## Challenge
Return each line of the data below that contains the word "small", treating uppercase and lowercase letters as different.

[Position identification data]
------------

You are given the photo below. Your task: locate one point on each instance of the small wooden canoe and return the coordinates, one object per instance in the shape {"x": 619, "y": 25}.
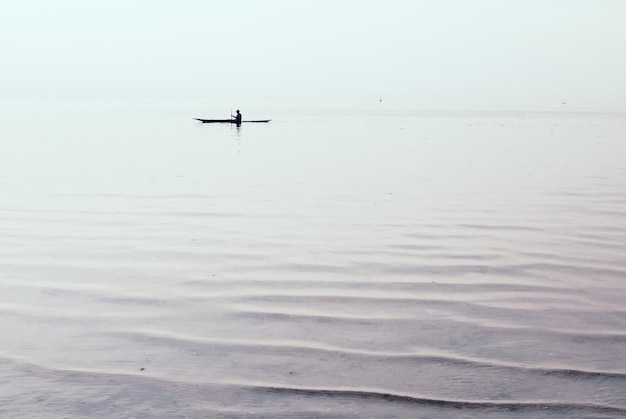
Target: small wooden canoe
{"x": 229, "y": 121}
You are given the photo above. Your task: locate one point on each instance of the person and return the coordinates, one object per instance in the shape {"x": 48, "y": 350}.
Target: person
{"x": 238, "y": 117}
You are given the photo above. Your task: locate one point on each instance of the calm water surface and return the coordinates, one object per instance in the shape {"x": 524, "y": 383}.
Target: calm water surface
{"x": 370, "y": 263}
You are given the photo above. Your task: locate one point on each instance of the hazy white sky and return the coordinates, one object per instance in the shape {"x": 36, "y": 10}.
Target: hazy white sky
{"x": 410, "y": 52}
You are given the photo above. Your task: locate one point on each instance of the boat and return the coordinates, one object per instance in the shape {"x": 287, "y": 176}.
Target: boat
{"x": 231, "y": 121}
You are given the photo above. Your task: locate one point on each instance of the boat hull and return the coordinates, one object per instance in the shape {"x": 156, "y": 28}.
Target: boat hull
{"x": 227, "y": 121}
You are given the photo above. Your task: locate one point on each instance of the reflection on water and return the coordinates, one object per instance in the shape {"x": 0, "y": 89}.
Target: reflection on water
{"x": 359, "y": 265}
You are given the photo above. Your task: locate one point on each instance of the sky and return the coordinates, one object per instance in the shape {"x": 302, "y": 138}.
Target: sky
{"x": 413, "y": 53}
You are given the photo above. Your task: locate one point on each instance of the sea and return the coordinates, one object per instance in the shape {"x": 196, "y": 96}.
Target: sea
{"x": 365, "y": 262}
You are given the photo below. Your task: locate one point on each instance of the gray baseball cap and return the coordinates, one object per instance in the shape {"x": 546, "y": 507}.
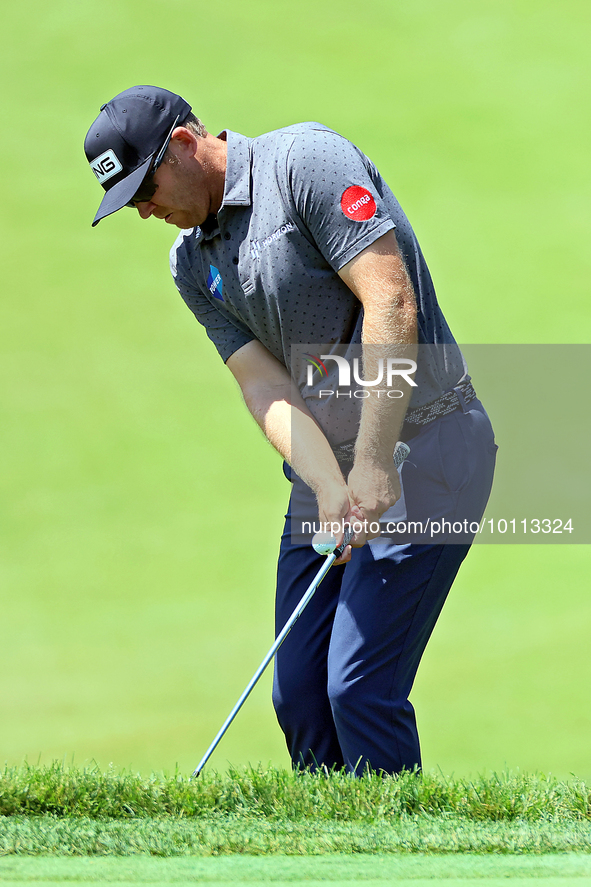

------------

## Response
You are given the photo below. Your task: locate one point on each instance of the small wooden canoe and return the coordinates, one object per instance in the shape {"x": 619, "y": 25}.
Target: small wooden canoe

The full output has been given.